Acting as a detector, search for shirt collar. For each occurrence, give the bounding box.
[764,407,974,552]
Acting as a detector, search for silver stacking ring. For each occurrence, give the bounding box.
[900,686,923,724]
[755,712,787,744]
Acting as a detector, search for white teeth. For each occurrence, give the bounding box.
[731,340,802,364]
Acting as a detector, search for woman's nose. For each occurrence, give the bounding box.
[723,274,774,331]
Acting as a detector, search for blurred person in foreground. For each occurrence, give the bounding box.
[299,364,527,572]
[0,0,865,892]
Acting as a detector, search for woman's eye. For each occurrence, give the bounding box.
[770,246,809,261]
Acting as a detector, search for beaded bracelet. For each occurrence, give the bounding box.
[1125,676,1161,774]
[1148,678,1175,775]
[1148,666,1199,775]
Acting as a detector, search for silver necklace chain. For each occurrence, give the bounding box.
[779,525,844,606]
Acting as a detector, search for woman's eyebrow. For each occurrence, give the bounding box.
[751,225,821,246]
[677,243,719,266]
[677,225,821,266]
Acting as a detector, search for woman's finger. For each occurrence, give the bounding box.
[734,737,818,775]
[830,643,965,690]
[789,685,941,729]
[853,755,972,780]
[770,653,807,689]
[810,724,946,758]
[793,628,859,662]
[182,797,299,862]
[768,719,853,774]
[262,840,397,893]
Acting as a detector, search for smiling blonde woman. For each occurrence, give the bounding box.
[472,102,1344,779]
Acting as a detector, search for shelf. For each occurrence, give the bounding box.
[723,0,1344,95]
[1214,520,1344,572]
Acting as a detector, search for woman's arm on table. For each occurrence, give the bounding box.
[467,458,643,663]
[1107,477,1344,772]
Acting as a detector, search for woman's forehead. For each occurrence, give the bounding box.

## WHAT YOU HAVE TO DO:
Express every line of the records above as a JSON list of strings, one string per line, leaving out any blank lines.

## SOLUTION:
[
  "Acting as a detector, search for shirt collar. For each occurrence, give the bounding box.",
  "[764,407,974,552]",
  "Acting as a detector, search for silver stacking ring. For each occurrence, give the bounding box.",
  "[900,686,923,724]",
  "[755,712,787,744]",
  "Acting as a detector, search for white teeth. For each occurrence, give the bounding box.",
  "[731,340,802,364]",
  "Acting as a detector, search for woman's nose. For each occurrence, give the bounding box.",
  "[723,274,774,331]",
  "Acting as a detector, search for blurred person in foreground. For each occurrence, give the bounding box.",
  "[299,364,527,572]",
  "[0,0,865,892]",
  "Acting as a detector, search for woman's eye. For each occurrence, give the bounding box.",
  "[770,246,809,261]",
  "Acting as a detector, search for beaded bracelet. For each occurrence, give the bounding box.",
  "[1125,676,1161,774]",
  "[1148,678,1175,775]",
  "[1148,666,1199,775]",
  "Acting as a detector, search for silver necklace chain. For each occurrence, give the bounding box.",
  "[779,525,844,606]",
  "Acting as a detector, search for woman's eyebrow. For each occurrence, give the bounding box.",
  "[751,225,821,246]",
  "[677,243,719,266]",
  "[677,225,821,266]",
  "Acting as a detector, search for woman's finger. For each occurrence, give the bounding box.",
  "[734,737,818,775]",
  "[830,643,965,690]",
  "[789,685,941,729]",
  "[853,755,972,780]",
  "[770,653,807,689]",
  "[810,724,946,758]",
  "[793,628,859,662]",
  "[182,797,299,862]",
  "[768,719,853,774]",
  "[262,840,397,893]",
  "Acting as a detector, search for smiling blonde woman. For each occurrence, give the bounding box.",
  "[472,102,1344,779]",
  "Acting as a detector, search for shelf. For each occurrence, give the bounding box.",
  "[723,0,1344,95]",
  "[1214,520,1344,572]",
  "Acting as a detector, search for woman's arm on table. For each occurrence, give the bounding box.",
  "[467,458,643,663]",
  "[1107,477,1344,772]",
  "Acting as a detector, search for woman's forehead. For each occurrence, give the bounding box."
]